April 15, 2013 / 1:35 PM / 7 years ago

U.S. natgas futures seesaw early after 20-month spot high

* Front month hits highest mark since late July 2011
    * Cool weather back on tap in consuming regions
    * Nuclear plant outages back above five-year average

    By Eileen Houlihan
    NEW YORK, April 15 (Reuters) - U.S. natural gas futures
seesawed on either side of positive territory early on Monday,
after rising in electronic trade to their highest mark in more
than 20 months.
    Traders said a tightening supply picture, more below-normal
temperatures for consuming regions and a slew of nuclear power
plant outages helped boost prices.
    Gas futures are up about 37 percent since mid-February,
lifted by cold late-winter weather that put a huge dent in
inventories, above-normal nuclear plant outages and stronger
price expectations.
    But most expect further upside to be difficult, with milder,
spring-like temperatures likely to curb heating demand by
late-month before warmer weather sparks any early cooling
    As of 9:23 a.m. EDT (1323 GMT), front-month May natural gas
futures on the New York Mercantile Exchange were at
$4.242 per million British thermal units, up 2 cents, or less
than 1 percent, after rising as high as $4.29, the highest for a
nearby contact since late July, 2011.
    The latest National Weather Service six to 10-day forecast
issued on Sunday called for below-normal temperatures for a
little more than the eastern half of the nation and above-normal
readings in the West.

EXTRACTED RECORDS ->
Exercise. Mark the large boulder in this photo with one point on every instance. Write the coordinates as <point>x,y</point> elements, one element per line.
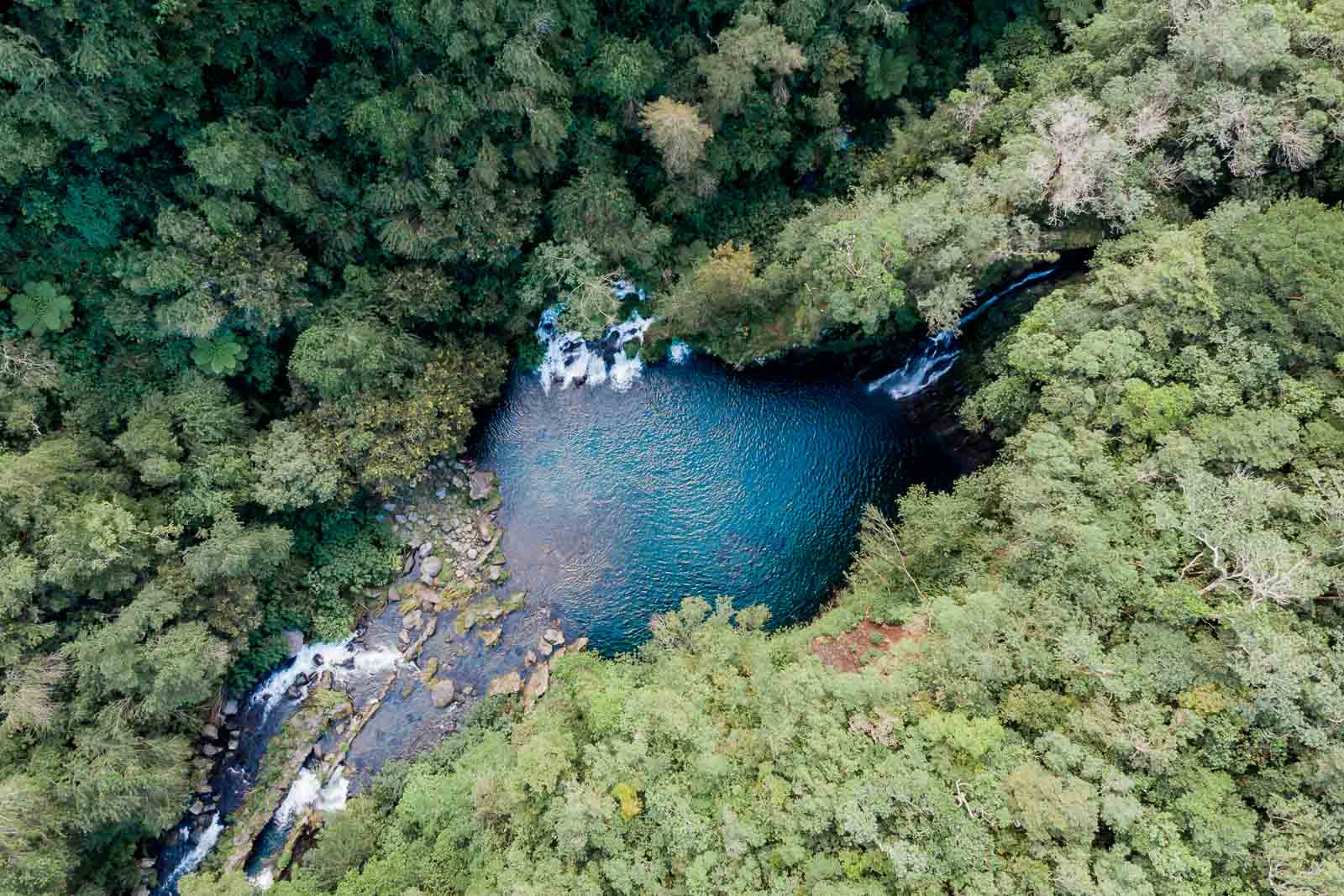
<point>441,694</point>
<point>293,641</point>
<point>481,484</point>
<point>537,684</point>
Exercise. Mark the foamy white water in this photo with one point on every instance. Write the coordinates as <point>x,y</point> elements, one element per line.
<point>309,792</point>
<point>571,360</point>
<point>335,658</point>
<point>938,354</point>
<point>198,853</point>
<point>929,364</point>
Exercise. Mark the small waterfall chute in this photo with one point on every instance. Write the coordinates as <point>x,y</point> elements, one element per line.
<point>937,355</point>
<point>344,660</point>
<point>573,360</point>
<point>208,837</point>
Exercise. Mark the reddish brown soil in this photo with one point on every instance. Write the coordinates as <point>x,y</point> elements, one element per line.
<point>844,652</point>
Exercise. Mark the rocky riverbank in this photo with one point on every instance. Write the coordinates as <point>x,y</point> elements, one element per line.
<point>447,633</point>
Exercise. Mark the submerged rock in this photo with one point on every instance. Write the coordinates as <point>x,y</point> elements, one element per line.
<point>441,694</point>
<point>481,484</point>
<point>537,684</point>
<point>508,683</point>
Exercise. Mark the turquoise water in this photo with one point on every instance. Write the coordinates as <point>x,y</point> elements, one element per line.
<point>694,481</point>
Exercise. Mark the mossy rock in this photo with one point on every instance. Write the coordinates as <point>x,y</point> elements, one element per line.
<point>465,620</point>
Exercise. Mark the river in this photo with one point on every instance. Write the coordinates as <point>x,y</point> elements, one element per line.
<point>625,488</point>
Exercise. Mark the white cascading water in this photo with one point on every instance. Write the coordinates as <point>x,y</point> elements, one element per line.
<point>937,354</point>
<point>931,362</point>
<point>343,660</point>
<point>571,360</point>
<point>198,853</point>
<point>308,792</point>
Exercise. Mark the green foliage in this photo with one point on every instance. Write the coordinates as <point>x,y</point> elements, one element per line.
<point>376,206</point>
<point>40,309</point>
<point>221,356</point>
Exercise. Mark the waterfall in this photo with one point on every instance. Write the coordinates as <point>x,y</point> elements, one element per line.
<point>940,352</point>
<point>308,792</point>
<point>192,860</point>
<point>679,352</point>
<point>347,660</point>
<point>573,360</point>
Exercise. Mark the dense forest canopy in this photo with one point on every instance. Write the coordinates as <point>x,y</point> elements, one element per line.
<point>262,261</point>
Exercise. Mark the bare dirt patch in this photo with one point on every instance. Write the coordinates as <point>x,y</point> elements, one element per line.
<point>853,649</point>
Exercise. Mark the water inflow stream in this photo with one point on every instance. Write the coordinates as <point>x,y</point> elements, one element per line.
<point>625,488</point>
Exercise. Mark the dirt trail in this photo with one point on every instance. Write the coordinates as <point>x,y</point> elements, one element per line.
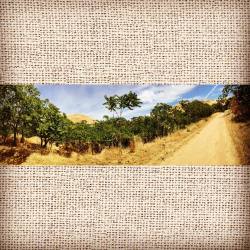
<point>213,145</point>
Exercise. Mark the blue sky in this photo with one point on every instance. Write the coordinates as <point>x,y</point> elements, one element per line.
<point>88,99</point>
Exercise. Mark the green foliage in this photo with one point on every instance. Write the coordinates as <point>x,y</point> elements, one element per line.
<point>22,111</point>
<point>238,97</point>
<point>118,104</point>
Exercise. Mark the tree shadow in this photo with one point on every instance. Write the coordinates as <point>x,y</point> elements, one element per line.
<point>10,155</point>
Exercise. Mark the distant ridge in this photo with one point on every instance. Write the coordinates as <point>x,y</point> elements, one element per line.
<point>79,117</point>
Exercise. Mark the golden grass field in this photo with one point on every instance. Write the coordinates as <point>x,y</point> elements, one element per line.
<point>157,152</point>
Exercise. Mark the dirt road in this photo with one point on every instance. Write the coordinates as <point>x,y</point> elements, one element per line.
<point>213,145</point>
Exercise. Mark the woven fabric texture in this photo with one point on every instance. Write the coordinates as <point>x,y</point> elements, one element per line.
<point>124,41</point>
<point>125,208</point>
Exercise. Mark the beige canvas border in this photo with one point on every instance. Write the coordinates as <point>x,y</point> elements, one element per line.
<point>127,41</point>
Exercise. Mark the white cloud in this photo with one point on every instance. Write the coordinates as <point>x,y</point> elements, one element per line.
<point>211,91</point>
<point>164,93</point>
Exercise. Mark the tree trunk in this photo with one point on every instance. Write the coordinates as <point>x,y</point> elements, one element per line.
<point>15,138</point>
<point>45,143</point>
<point>22,138</point>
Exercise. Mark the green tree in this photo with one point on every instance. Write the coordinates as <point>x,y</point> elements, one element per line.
<point>239,96</point>
<point>117,104</point>
<point>15,106</point>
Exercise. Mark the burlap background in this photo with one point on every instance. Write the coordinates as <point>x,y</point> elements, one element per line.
<point>73,41</point>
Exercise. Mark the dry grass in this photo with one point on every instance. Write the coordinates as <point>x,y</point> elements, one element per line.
<point>144,154</point>
<point>240,132</point>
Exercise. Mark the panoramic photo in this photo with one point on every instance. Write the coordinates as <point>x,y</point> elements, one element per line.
<point>124,124</point>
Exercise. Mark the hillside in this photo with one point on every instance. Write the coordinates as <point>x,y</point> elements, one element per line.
<point>80,117</point>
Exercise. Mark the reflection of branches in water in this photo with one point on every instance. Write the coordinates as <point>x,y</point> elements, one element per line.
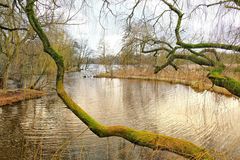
<point>60,150</point>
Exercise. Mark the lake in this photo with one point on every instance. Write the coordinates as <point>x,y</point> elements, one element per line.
<point>45,129</point>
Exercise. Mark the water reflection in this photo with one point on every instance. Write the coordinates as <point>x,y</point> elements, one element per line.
<point>39,128</point>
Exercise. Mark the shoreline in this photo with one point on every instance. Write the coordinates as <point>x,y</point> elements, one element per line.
<point>195,85</point>
<point>11,97</point>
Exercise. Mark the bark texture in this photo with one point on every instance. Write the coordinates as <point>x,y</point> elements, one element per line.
<point>142,138</point>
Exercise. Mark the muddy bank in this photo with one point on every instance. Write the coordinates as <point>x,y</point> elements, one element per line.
<point>193,78</point>
<point>14,96</point>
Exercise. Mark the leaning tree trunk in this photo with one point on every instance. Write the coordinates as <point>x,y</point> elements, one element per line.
<point>142,138</point>
<point>4,77</point>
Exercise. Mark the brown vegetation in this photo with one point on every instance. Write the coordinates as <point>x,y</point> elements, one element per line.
<point>192,76</point>
<point>10,97</point>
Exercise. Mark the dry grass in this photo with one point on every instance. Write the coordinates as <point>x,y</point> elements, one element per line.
<point>187,75</point>
<point>13,96</point>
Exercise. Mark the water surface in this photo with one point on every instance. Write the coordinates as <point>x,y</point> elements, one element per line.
<point>46,129</point>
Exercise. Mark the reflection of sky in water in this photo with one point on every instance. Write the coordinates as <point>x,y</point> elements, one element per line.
<point>204,118</point>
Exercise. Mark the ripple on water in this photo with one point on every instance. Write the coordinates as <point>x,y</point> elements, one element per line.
<point>46,128</point>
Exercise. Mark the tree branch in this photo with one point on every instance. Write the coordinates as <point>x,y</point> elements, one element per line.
<point>142,138</point>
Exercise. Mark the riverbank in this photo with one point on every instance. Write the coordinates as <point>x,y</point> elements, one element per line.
<point>14,96</point>
<point>195,78</point>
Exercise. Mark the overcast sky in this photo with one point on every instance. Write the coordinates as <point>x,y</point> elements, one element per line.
<point>206,24</point>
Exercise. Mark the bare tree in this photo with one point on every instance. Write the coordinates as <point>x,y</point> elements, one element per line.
<point>142,138</point>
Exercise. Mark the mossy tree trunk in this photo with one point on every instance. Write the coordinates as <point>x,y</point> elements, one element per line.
<point>142,138</point>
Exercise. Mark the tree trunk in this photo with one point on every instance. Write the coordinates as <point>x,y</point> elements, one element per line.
<point>142,138</point>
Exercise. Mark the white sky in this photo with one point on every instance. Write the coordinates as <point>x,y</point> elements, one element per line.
<point>206,24</point>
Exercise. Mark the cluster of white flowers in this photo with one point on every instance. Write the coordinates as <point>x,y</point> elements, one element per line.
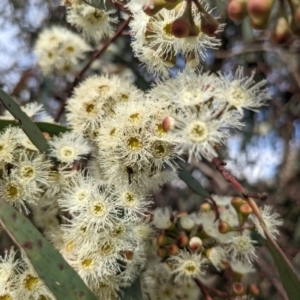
<point>93,201</point>
<point>189,246</point>
<point>59,50</point>
<point>158,38</point>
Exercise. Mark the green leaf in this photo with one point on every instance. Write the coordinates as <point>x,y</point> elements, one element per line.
<point>191,182</point>
<point>60,278</point>
<point>133,292</point>
<point>289,278</point>
<point>28,126</point>
<point>52,129</point>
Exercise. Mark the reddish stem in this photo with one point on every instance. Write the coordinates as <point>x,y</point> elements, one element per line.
<point>96,54</point>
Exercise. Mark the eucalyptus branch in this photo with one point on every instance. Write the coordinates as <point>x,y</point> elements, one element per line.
<point>86,67</point>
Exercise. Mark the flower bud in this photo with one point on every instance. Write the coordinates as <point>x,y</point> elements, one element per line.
<point>195,244</point>
<point>205,207</point>
<point>162,252</point>
<point>47,136</point>
<point>282,33</point>
<point>253,289</point>
<point>154,7</point>
<point>168,124</point>
<point>173,249</point>
<point>209,25</point>
<point>129,254</point>
<point>237,9</point>
<point>181,28</point>
<point>163,240</point>
<point>295,23</point>
<point>224,227</point>
<point>182,240</point>
<point>236,202</point>
<point>184,26</point>
<point>238,289</point>
<point>259,12</point>
<point>187,223</point>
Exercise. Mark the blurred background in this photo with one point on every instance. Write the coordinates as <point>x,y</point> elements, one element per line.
<point>265,156</point>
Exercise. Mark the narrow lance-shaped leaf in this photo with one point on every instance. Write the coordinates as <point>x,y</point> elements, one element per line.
<point>28,126</point>
<point>191,182</point>
<point>51,128</point>
<point>60,278</point>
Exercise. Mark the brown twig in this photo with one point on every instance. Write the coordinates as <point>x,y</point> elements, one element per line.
<point>249,198</point>
<point>231,179</point>
<point>96,55</point>
<point>207,290</point>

THE REQUEST -> Could you carry the natural gas futures report forward, picking up after its last sentence about the six to 10-day forecast?

THE RESPONSE ->
    Nuclear outages totaled 27,500 megawatts, or 27 percent of
U.S. capacity, up from 22,300 MW out on Friday, 27,300 MW out a
year ago and a five-year average outage rate of 24,100 MW.
    Last week's gas storage report from the U.S. Energy
Information Administration showed domestic inventories fell the
prior week by 14 billion cubic feet, below Reuters poll
estimates for a 21 bcf draw but above the year-ago gain of 11
bcf and the five-year average build of 15 bcf for that week.
    Domestic gas inventories of 1.673 trillion cubic feet are
nearly 33 percent below last year's record high and nearly 4
percent below the five-year average.

    Inventories started the heating season at record highs, but
two weeks ago stocks slid below the five-year norm for the first
time since September 2011.
    But last week's decline should be the last of the heating
season, with estimates for this week's report all looking for a
modest build.
    Early injection estimates for this week's report range from
16 bcf to 55 bcf versus a 21-bcf build during the same week last
year and a five-year average rise for that week of 39 bcf.
    Total gas pulled from storage this winter is about 2.25 tcf,
roughly 770 bcf, or 52 percent, more than last year and about 15
percent more than the normal heating-season draw.
    Baker Hughes data released on Friday showed the
gas-directed drilling rig count rose by 2 from the prior week's
14-year low, to 377.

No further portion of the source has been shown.